The task ::
Write the next part of the article on intents and Ethereum below, starting right after its final sentence.

Intention is All You Need

Thanks to Kevin from Khalani, Hart and Nick from Across, Khushi from Predicate, Jon from Hyperlane, Soubhik, and Brandon for reviewing drafts of this piece.

Intents are transforming how we think about interactions on Ethereum.

Instead of rigid transaction paths, intents open up a world where users declare their desired outcome — and the network takes care of the rest. From intent-based applications to modular protocols that compose seamlessly with Ethereum, to full-blown intents-first systems, the possibilities are endless.

But none of these visions can scale without verifiable offchain infrastructure — and that’s where Actively Validated Services (AVSs) come in. In Part 1 of this research series, we’ll dive into the intent-based applications of today: how they operate in both single-domain and cross-chain contexts, and how AVSs can unlock new efficiencies for them.

Let’s dive into the future of intents!

What are intents?

Enough has been written on intents since Chris Goes coined the term while working on Wyvern, the precursor to OpenSea’s famous Seaport contract, so I’ll keep this brief.

Intent allow users to express desired state transitions — subject to specific constraints and preferences. While a traditional transaction locks in a specific execution path (“trade $1000 USDC for ETH on the Uniswap v3 USDC-ETH 0.3% fee pool with no more than 0.5% slippage”), an intent authorizes the desired end state (“trade $1000 USDC for as much ETH as possible”).

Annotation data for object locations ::
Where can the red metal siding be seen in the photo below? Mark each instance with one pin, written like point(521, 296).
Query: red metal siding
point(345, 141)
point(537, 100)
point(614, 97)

In response ::
From a user’s perspective, intents are typically initiated by signing a message that declares their desired outcome. Once signed, any third party—usually called a solver—can execute the intent. Intents provide several distinct advantages for end users:

1. Revert-Free Guarantee: A Uniswap transaction can fail due to high slippage or insufficient gas, yet the user will still pay gas fees for the failed transaction. With intents, transactions only land onchain if successfully executed.
2. Abstracted Optimization: Users don’t need to worry about finding the best place to swap or getting front-run. They simply submit an intent, and a solver will execute it optimally.
3. Chain Abstraction: Users can sign a single message to transfer assets, without manually bridging across chains. Intents can operate across multiple chains, and users can even allowlist or blocklist certain chains.
4. No Gas Fees: Users don’t need to hold a chain’s native asset or worry about paying gas fees. Solvers handle gas and take their fees in an asset the user already holds.
5. Conditional Execution: Intents are often jokingly called a rebrand of limit orders. For example, a user can set an intent to swap USDC for ETH only if ETH hits $2500.

Flow of an intent

Let’s walk through the flow of an intent in the real world using CoW Swap, an exchange that batches user trades for better execution. CoW Swap is one of the most widely used intent-based apps. Here’s how it works:

1. Users express intents: Users share their limit orders as signed messages to CoW Swap.
2. Protocol shares intents: CoW Swap collects these intents and shares the aggregate with solvers, aiming to find the best overall execution for traders.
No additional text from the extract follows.